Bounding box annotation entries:
==================================================

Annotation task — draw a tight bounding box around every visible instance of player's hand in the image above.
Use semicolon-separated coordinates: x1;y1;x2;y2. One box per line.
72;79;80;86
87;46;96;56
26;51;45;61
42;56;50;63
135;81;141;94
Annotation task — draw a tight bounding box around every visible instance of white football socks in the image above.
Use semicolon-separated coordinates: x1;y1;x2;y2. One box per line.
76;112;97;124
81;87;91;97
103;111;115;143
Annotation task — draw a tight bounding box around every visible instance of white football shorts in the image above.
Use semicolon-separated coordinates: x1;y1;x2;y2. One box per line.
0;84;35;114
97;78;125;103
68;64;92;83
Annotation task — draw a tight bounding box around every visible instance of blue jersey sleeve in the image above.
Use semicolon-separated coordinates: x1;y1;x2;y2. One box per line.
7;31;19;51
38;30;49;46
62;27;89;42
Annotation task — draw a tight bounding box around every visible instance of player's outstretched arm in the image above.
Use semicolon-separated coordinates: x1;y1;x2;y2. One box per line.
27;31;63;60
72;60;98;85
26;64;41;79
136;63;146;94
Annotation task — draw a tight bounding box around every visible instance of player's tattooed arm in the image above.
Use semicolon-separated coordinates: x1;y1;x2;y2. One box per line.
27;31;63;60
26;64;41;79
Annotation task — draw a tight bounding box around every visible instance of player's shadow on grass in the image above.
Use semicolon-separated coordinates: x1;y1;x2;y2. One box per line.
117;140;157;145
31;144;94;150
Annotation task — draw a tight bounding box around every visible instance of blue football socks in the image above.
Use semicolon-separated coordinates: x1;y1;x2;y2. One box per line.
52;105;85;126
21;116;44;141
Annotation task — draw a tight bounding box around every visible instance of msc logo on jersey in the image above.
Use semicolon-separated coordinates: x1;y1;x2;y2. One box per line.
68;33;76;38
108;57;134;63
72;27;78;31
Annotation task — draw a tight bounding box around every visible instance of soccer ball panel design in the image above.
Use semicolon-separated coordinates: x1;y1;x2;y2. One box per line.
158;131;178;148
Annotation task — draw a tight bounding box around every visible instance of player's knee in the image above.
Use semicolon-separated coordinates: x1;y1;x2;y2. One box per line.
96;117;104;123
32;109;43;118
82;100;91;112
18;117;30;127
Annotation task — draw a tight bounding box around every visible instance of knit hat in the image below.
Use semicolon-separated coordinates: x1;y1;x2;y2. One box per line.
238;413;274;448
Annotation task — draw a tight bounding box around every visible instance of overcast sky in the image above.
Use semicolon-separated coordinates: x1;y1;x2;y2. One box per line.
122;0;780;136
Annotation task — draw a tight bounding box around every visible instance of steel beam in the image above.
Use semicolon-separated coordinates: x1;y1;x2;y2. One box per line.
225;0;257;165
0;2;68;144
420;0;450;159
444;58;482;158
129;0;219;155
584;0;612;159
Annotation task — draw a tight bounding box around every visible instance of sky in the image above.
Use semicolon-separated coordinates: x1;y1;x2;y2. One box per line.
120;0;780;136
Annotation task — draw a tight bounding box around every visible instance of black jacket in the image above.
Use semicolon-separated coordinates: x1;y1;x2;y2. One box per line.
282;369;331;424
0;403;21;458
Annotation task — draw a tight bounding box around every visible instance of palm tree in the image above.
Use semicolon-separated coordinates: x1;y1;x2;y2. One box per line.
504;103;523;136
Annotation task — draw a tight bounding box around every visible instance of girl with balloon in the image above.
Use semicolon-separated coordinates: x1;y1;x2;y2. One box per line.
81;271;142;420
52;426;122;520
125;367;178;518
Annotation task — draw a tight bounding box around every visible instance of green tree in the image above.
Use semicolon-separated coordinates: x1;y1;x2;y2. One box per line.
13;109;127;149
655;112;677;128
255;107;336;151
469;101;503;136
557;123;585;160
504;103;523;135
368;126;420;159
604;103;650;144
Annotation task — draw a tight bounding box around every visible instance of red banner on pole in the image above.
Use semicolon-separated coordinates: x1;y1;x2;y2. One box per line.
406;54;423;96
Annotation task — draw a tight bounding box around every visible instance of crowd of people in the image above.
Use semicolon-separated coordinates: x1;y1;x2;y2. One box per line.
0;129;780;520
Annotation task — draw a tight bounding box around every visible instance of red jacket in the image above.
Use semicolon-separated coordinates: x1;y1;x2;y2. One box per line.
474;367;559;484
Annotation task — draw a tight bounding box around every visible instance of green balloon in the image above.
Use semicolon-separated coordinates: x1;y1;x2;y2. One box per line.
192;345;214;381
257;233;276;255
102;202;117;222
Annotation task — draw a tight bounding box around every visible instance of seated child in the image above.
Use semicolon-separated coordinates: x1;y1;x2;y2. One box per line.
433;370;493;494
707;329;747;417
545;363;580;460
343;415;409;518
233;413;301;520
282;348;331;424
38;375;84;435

==================================================

■ WORK TO BE COMPLETED
Copy word for word everything in the material from the line containing "palm tree in the image above." down to the line containing "604;103;650;144", with both of those lines included.

■ RESPONSE FOR THIS EXERCISE
Annotation task — draw a tight bounding box around every visible instance of palm tree in the image above.
Use semicolon-separated coordinates: x1;y1;x2;y2. One box per line.
504;103;523;136
Annotation task — draw a tight bounding box around every visible instance of girl with balloon in the image above.
Use semicolon-separated coordinates: x1;y1;x2;y2. One box per line.
81;271;142;420
52;426;122;520
125;367;178;518
Annotation task — draw a tight bounding box around every visible instance of green tree in the image above.
Use semicolon-separated coordinates: x1;y1;x2;y2. One box per line.
13;109;127;149
655;112;677;128
255;107;336;151
469;101;503;136
557;123;585;160
504;103;523;135
368;126;420;159
604;103;650;144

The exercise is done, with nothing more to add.